▸ Short task: Skip the pictures. Copy all the rest of the records down exactly.

▸ Material for this exercise:
====================

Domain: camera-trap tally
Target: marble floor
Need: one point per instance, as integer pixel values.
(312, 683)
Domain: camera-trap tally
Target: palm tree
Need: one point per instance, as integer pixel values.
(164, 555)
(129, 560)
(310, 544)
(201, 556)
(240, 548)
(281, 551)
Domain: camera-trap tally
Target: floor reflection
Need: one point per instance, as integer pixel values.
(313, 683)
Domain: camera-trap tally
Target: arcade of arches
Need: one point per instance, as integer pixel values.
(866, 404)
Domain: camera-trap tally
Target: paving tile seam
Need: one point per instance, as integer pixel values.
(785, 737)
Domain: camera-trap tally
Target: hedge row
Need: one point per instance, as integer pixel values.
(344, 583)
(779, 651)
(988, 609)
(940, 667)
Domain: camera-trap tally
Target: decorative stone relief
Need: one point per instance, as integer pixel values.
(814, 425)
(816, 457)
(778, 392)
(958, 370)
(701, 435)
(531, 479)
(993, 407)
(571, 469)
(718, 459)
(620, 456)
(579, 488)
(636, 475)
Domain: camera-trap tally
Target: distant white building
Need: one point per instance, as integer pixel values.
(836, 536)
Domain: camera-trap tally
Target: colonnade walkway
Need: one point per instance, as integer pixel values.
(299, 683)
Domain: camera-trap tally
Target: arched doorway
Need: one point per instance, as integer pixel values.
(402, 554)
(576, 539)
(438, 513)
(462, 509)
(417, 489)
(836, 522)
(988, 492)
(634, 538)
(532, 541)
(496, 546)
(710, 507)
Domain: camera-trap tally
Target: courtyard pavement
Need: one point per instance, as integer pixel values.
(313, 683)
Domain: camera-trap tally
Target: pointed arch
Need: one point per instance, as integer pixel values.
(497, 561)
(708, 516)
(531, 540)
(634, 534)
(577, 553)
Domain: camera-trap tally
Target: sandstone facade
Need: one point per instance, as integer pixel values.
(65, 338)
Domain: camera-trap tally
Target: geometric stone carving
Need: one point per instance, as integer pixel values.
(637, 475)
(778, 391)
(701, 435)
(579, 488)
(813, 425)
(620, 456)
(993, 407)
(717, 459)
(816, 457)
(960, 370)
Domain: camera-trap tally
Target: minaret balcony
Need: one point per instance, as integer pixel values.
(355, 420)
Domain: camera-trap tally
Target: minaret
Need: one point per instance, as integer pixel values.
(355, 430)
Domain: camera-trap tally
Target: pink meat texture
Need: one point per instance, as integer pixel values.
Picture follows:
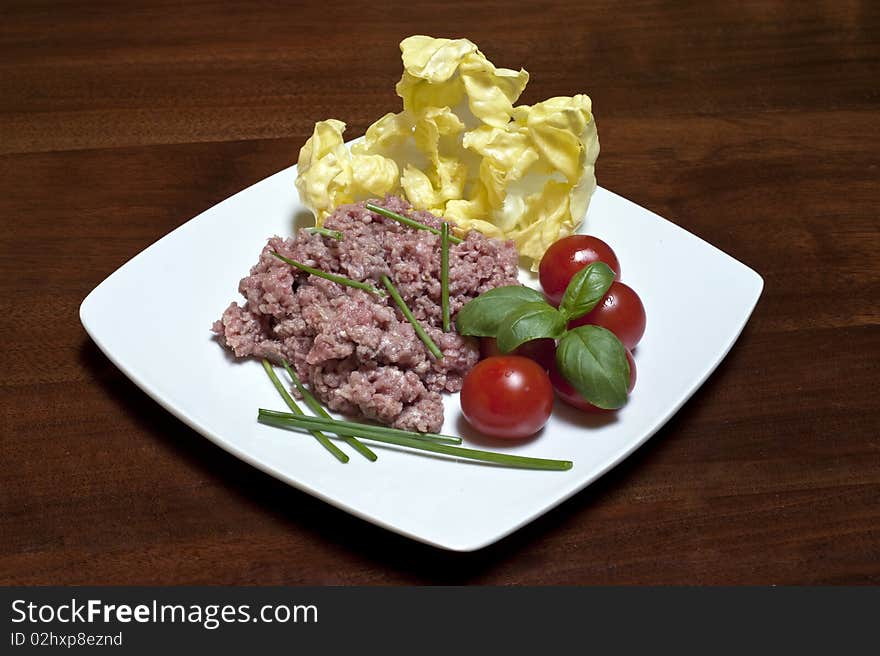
(355, 350)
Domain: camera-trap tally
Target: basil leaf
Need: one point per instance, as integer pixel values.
(586, 289)
(594, 361)
(482, 316)
(529, 321)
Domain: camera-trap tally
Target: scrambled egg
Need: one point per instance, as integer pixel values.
(461, 149)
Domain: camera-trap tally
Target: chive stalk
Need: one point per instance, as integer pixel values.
(405, 220)
(342, 280)
(444, 275)
(420, 331)
(324, 232)
(363, 428)
(505, 459)
(318, 409)
(323, 439)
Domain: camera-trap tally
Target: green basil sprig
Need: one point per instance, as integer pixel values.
(528, 321)
(586, 289)
(591, 358)
(482, 316)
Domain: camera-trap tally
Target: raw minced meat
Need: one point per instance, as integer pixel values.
(354, 349)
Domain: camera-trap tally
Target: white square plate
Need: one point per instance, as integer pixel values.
(152, 318)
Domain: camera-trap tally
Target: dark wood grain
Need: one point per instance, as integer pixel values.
(753, 125)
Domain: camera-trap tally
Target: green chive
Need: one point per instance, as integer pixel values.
(456, 451)
(322, 422)
(318, 409)
(444, 275)
(324, 232)
(426, 339)
(405, 220)
(342, 280)
(323, 439)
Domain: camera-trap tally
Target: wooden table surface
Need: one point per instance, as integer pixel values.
(751, 124)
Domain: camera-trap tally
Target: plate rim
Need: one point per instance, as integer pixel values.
(755, 290)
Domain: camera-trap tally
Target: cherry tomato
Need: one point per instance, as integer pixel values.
(507, 396)
(542, 351)
(566, 257)
(620, 311)
(571, 396)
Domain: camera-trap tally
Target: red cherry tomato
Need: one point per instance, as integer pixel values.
(571, 396)
(542, 351)
(566, 257)
(507, 396)
(620, 311)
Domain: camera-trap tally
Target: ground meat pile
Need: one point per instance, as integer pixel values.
(354, 349)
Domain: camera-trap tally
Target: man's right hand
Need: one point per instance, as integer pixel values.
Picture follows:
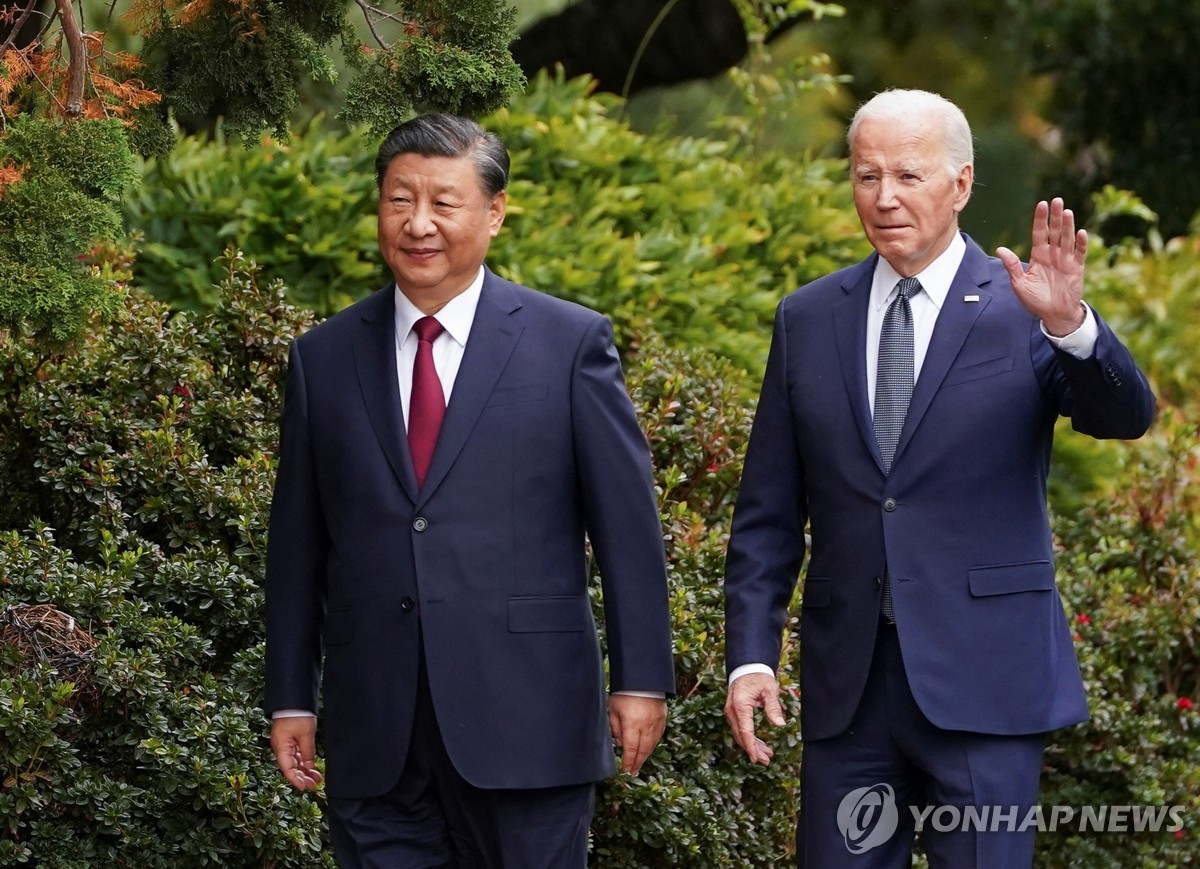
(294, 742)
(747, 694)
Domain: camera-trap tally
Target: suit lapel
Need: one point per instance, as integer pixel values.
(493, 334)
(375, 357)
(850, 324)
(954, 323)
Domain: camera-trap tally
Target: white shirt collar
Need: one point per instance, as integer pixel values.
(935, 279)
(455, 316)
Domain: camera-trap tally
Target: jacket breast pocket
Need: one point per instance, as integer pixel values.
(817, 591)
(1011, 579)
(978, 371)
(511, 395)
(567, 612)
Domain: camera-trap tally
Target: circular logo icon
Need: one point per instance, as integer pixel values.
(868, 817)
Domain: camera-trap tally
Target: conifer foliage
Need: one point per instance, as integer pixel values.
(72, 111)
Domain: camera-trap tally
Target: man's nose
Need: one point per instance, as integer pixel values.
(420, 221)
(886, 195)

====================

▸ Solution to the problem:
Domain: camera-trap tally
Target: marble floor
Need: one point per instance, as integer pixel values.
(312, 683)
Domain: camera-trap tally
Target: palm tree
Need: one point per instance, as integer pixel values.
(164, 555)
(129, 560)
(310, 544)
(201, 556)
(240, 548)
(281, 551)
Domain: camera-trap tally
Target: floor reflection
Need: one point per instance, as integer pixel values.
(313, 683)
Domain: camera-trap tally
Target: arcade of arches
Need: one point per instance, as integer pixel values.
(866, 404)
Domain: camera-trap tally
Target: paving tile seam
Need: one point per instance, as integer pixel values.
(785, 737)
Domain: camera-trap tally
Target: hedge row
Need: one point per instance, as integer pixel values.
(344, 583)
(779, 651)
(988, 609)
(940, 667)
Domain: camera-trap tally
Target: decorative stone relief
Need: one point per instance, as integer pixel values.
(814, 425)
(816, 457)
(778, 392)
(958, 370)
(701, 435)
(531, 479)
(993, 407)
(571, 469)
(718, 459)
(620, 456)
(579, 488)
(636, 475)
Domain: camera-trap tally
Target: distant white building
Need: one point per instance, as integer pixel values.
(836, 536)
Domain: camera-trap tally
Target: colonnade walkway
Need: one point per instance, as integer pixel values.
(299, 683)
Domain: camera-trap tally
Target: arched doorway
Need: one point per instance, as integer pixel values.
(402, 554)
(576, 539)
(438, 513)
(462, 509)
(417, 489)
(836, 522)
(988, 492)
(634, 538)
(532, 541)
(496, 546)
(710, 507)
Domain: camera-trap tally
Target: courtyard pavement
Need: one point per instance, as integer pixel values.
(313, 683)
Domain: camera-trap tally
Target: pointed arch
Need: one point per instance, as integer pixel values.
(497, 561)
(708, 516)
(531, 540)
(634, 534)
(577, 553)
Domain: camera-trap tally
Target: sandstone facade
Need: one point per instance, as integer pixel values.
(65, 338)
Domain: camera-trap tally
Target: geometric stone carving
Need: one point per instance, as integer pixel values.
(637, 475)
(778, 391)
(701, 435)
(579, 488)
(813, 425)
(620, 456)
(993, 407)
(717, 459)
(816, 457)
(960, 370)
Domain: camera-trap tally
Target: minaret balcony
Need: one point per instance, as integer pixel values.
(355, 420)
Domain: camera-trap tally
Target: minaret
Need: one point per instance, as integer pixel values.
(355, 430)
Domain: camera-trap tally
Target: pink meat texture
Need: one point per instance, as integer pixel values.
Picture follows:
(355, 350)
Domain: camera-trap tally
Target: basil leaf
Need: one point per instance, as integer pixel values.
(586, 289)
(594, 361)
(482, 316)
(529, 321)
Domain: camera-trap tally
Target: scrambled egg
Need: one point per instance, as integer pixel values.
(461, 149)
Domain: camera-trap tally
Target: chive stalk
Need: one point per instance, as integer pixel values.
(405, 220)
(342, 280)
(444, 275)
(420, 331)
(324, 232)
(363, 428)
(505, 459)
(318, 409)
(323, 439)
Domain: camera-trap tally
Target: green basil sprig
Need: one point per instance, as integer pixel values.
(528, 321)
(586, 289)
(591, 358)
(482, 316)
Domain: camera-trap tally
Target: raw minced meat
Need: one point per instance, as integer pixel values.
(354, 349)
Domain: camera-trap tally
Target: white square plate
Need: one point per instance, as integer pixel values.
(152, 318)
Domain: camera-trap tally
Target: dark wood grain
Need: one point per instance, as integer pixel values.
(753, 125)
Domain: camera-trap tally
Target: green chive
Need: one point per instance, as integer pixel values.
(456, 451)
(322, 422)
(318, 409)
(444, 275)
(324, 232)
(426, 339)
(405, 220)
(342, 280)
(323, 439)
Domain: camera-trap tally
Target: wooden table surface
Need: one point per instance, as integer pixel values.
(751, 124)
Domain: camera-trap tally
Target: plate rim
Need: one point per instance, as integer pixel values.
(755, 290)
Domain: camera-trap tally
Target: cherry tomato
Need: one point per instance, as integer pixel values.
(507, 396)
(542, 351)
(566, 257)
(620, 311)
(571, 396)
Domain: camera-trap tally
Target: red cherry tomato
Need: one point per instance, as integer pixel values.
(571, 396)
(542, 351)
(566, 257)
(507, 396)
(620, 311)
Domain: camera-trap tally
Target: ground meat pile
Need: one point per instance, as integer pixel values.
(354, 349)
Domain: camera-trap tally
Target: man's right hand
Need: one point per instance, as integer pixel values.
Picture follows:
(294, 742)
(747, 694)
Domain: camera-trap tally
Target: suit lapel
Need: one point per instance, as integer pixel values.
(493, 334)
(375, 357)
(850, 324)
(954, 323)
Domain: camera-trap tally
Target: white shirt collar
Need: one point per instance, as integer pixel values.
(935, 279)
(455, 316)
Domain: camera-trap tally
Target: jacket breast pocket
Need: one point per instance, as integer pixel values.
(817, 591)
(1011, 579)
(978, 371)
(511, 395)
(567, 612)
Domain: camera-trap tally
Target: circular logo icon
Need: one point per instance, as integer pixel values.
(868, 817)
Domain: camera-trap tally
Target: conifer foliage
Need: one point per instance, as integer pixel values.
(72, 111)
Domain: camera-trap tally
Target: man's nose
Need: one point per instance, as integer pixel values.
(420, 221)
(886, 195)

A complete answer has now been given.